[Records to process Boundary: Start]

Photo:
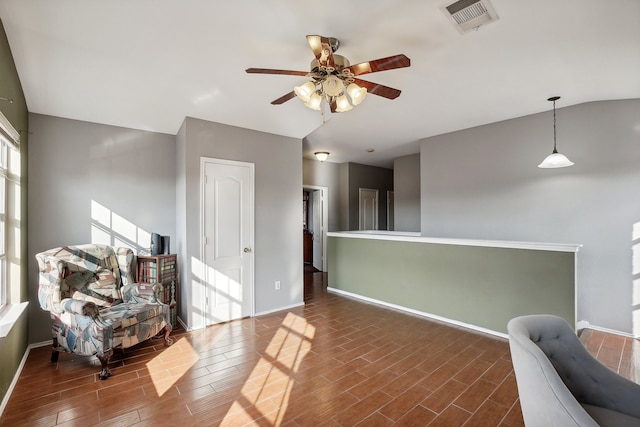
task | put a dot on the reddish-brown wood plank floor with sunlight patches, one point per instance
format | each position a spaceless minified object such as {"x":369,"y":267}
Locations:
{"x":333,"y":362}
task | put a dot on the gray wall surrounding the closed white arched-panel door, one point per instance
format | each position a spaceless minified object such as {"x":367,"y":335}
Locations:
{"x":278,"y":207}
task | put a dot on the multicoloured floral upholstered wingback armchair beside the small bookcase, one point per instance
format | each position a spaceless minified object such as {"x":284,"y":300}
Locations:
{"x":94,"y":302}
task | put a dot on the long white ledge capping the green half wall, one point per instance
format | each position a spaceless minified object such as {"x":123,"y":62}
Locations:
{"x":403,"y":236}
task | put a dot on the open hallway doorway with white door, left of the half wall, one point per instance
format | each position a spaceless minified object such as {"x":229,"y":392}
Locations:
{"x":315,"y":214}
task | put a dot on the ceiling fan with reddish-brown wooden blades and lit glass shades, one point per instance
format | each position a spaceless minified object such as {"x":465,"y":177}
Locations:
{"x":333,"y":78}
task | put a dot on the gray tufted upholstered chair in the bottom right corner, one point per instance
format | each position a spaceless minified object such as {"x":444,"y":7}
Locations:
{"x":556,"y":374}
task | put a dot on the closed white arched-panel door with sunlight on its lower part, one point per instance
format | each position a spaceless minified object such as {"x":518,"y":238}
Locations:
{"x":227,"y":240}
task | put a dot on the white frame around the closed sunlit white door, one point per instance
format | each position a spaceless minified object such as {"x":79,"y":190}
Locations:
{"x":204,"y":272}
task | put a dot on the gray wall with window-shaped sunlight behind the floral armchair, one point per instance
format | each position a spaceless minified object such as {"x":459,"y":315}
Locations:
{"x":78,"y":170}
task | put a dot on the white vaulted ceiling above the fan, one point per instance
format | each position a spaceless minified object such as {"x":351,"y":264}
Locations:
{"x":146,"y":64}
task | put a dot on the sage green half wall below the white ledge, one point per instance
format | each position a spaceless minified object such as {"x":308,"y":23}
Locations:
{"x":481,"y":286}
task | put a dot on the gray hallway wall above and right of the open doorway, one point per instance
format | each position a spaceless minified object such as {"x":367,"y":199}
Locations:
{"x":325,"y":174}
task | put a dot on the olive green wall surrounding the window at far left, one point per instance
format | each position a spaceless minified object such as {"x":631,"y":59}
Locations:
{"x":14,"y":345}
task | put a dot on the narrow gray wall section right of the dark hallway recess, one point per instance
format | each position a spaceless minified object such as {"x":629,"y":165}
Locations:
{"x":406,"y":189}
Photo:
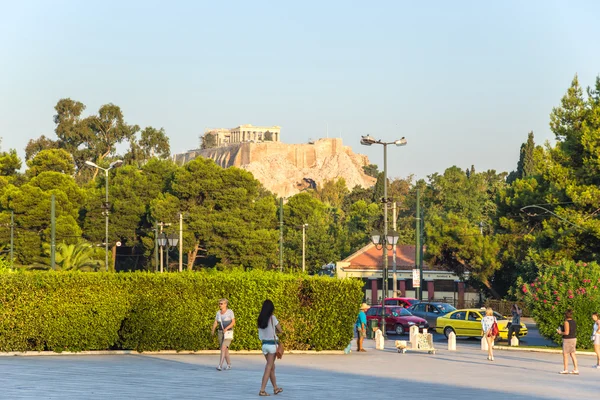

[Records to process Boundary: End]

Whenever a line of the data above includes the word "wall", copy that line.

• [Exercise result]
task | put a dot on the gray wall surrounding the closed white arched-panel door, one point per instance
task | put a dot on the long white ledge capping the green half wall, one point per instance
task | put a dot on the open hallway doorway with white door, left of the half wall, one point per instance
task | put a dot on the gray wall with window-shaped sunlight behind the floral armchair, one point per instance
task | put a dot on the sage green half wall below the white ledge, one point per instance
task | put a dot on the gray hallway wall above and right of the open doorway, one point per instance
task | put a dot on the olive green wall surrounding the window at far left, one point per instance
task | put a dot on the narrow gray wall section right of the dark hallway recess, one point per instance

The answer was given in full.